* [Task instructions]: Rewrite the records from the line that contains "Examine the provided image for any sky." through the line that contains "[112,24,246,108]", replacing "ocean" with "open sea" and leaving everything else unchanged. Give only those lines.

-- start Records to use --

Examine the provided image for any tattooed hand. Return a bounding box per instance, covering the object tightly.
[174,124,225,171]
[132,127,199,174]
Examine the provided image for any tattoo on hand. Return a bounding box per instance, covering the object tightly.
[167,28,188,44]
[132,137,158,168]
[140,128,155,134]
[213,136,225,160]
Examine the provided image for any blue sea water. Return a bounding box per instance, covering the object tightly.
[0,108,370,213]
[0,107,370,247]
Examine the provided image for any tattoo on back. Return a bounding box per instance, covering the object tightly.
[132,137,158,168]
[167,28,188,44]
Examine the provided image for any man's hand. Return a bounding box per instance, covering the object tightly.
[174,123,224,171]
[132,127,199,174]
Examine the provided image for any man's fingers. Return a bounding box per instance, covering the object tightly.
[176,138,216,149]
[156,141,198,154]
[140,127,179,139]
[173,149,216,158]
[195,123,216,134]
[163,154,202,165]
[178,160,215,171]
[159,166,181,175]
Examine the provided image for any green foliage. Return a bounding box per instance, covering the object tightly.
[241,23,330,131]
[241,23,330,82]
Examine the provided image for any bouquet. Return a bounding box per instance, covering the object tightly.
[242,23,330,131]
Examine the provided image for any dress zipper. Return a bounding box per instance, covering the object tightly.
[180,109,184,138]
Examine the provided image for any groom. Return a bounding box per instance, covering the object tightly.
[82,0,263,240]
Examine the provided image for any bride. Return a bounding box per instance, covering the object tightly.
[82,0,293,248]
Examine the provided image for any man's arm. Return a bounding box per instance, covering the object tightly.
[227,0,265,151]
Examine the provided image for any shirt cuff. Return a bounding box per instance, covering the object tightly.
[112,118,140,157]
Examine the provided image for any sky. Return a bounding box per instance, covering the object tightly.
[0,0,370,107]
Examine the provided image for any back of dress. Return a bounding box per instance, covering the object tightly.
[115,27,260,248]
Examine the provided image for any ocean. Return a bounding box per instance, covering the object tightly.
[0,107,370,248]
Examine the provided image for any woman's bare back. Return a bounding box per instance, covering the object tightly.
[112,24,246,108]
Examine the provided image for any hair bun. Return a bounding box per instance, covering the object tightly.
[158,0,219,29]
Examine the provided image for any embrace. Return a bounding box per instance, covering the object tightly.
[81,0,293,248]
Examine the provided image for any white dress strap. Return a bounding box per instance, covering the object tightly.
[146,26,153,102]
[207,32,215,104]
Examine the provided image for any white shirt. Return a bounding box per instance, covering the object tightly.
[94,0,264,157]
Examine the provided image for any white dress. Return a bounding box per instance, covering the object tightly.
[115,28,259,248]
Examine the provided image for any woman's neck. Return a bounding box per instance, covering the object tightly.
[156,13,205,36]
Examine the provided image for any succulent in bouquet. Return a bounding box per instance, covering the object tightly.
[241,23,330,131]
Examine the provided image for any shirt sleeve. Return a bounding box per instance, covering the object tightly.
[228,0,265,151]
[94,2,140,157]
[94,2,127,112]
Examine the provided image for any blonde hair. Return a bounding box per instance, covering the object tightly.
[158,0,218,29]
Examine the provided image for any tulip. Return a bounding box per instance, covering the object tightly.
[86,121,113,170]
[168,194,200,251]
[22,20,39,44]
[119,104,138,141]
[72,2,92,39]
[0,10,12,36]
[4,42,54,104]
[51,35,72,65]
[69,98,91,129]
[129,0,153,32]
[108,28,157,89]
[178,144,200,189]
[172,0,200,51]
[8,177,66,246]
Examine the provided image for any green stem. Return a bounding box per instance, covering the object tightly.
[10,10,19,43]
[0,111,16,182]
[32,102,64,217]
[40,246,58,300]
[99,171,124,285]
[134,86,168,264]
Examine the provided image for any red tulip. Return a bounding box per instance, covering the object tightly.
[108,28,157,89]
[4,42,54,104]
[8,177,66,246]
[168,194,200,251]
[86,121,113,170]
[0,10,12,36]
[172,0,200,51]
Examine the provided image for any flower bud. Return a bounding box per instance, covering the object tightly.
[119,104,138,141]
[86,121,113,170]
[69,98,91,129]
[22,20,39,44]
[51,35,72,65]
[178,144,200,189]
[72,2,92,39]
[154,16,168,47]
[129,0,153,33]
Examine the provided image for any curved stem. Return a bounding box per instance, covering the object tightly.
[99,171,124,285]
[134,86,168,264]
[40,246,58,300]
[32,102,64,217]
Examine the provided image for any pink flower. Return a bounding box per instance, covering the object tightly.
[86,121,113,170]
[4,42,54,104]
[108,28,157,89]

-- end Records to use --
-- start Records to use --

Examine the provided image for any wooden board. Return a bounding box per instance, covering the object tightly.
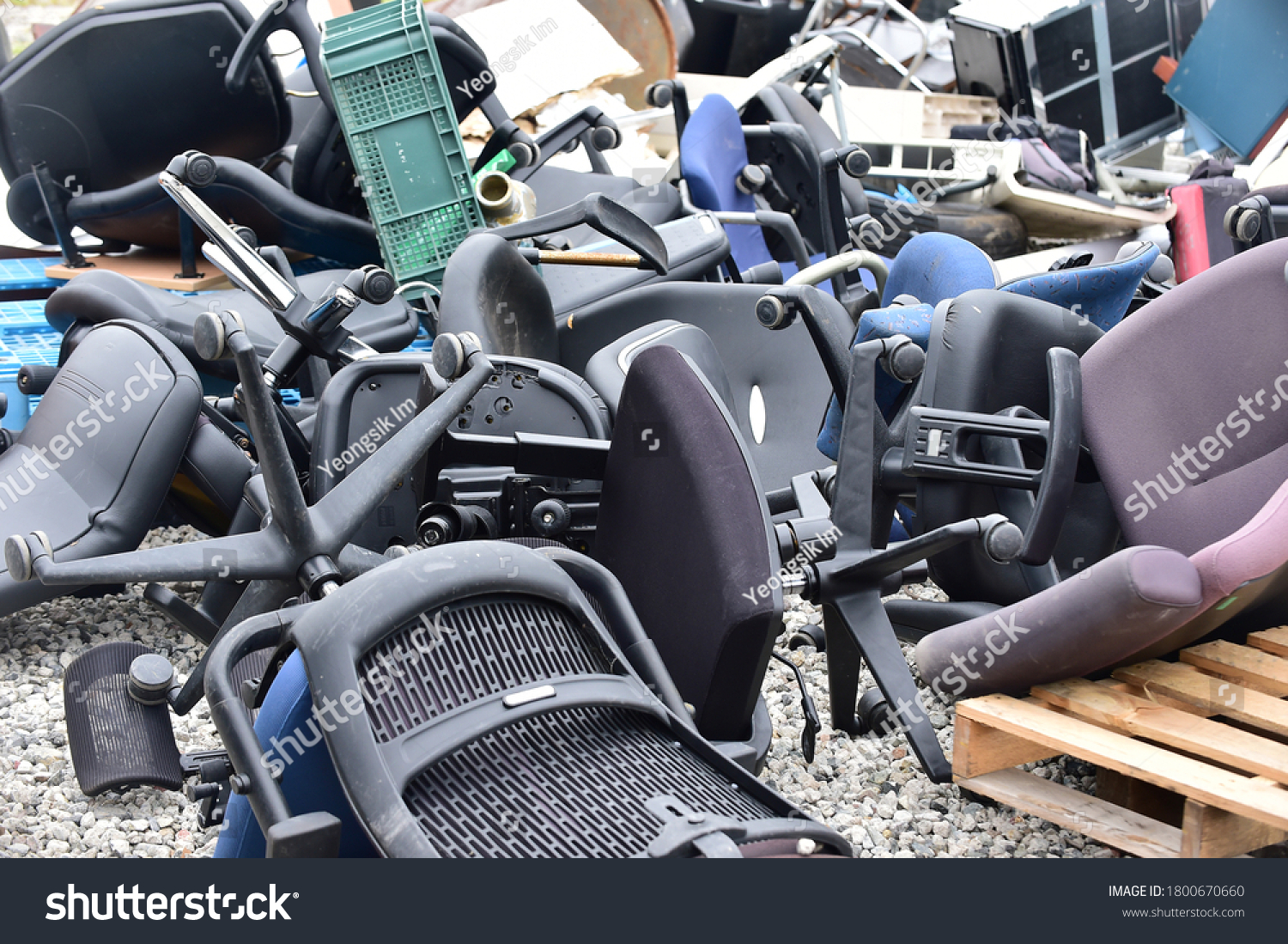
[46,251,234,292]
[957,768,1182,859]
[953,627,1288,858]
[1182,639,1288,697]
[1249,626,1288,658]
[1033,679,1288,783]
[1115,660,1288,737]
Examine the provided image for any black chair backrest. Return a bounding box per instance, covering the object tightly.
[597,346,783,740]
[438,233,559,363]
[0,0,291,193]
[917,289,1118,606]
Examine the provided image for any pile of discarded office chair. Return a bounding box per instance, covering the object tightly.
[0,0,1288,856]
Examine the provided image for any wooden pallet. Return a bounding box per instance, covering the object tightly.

-- end Records to use --

* [Solution to the exercise]:
Examine the provided image for any sky. Return a bounding box per instance, covering the object tightly.
[0,0,370,107]
Examine the provided image for any back of dress. Return a bounding box per instance, covering the object tightly.
[115,27,260,248]
Examine the provided image for any open sea. Return a bounding box per instance, covering the object tightly.
[0,107,370,248]
Examine the provided image for any woman's bare back. Return a bounding box per instance, covering the object tightly.
[112,24,246,108]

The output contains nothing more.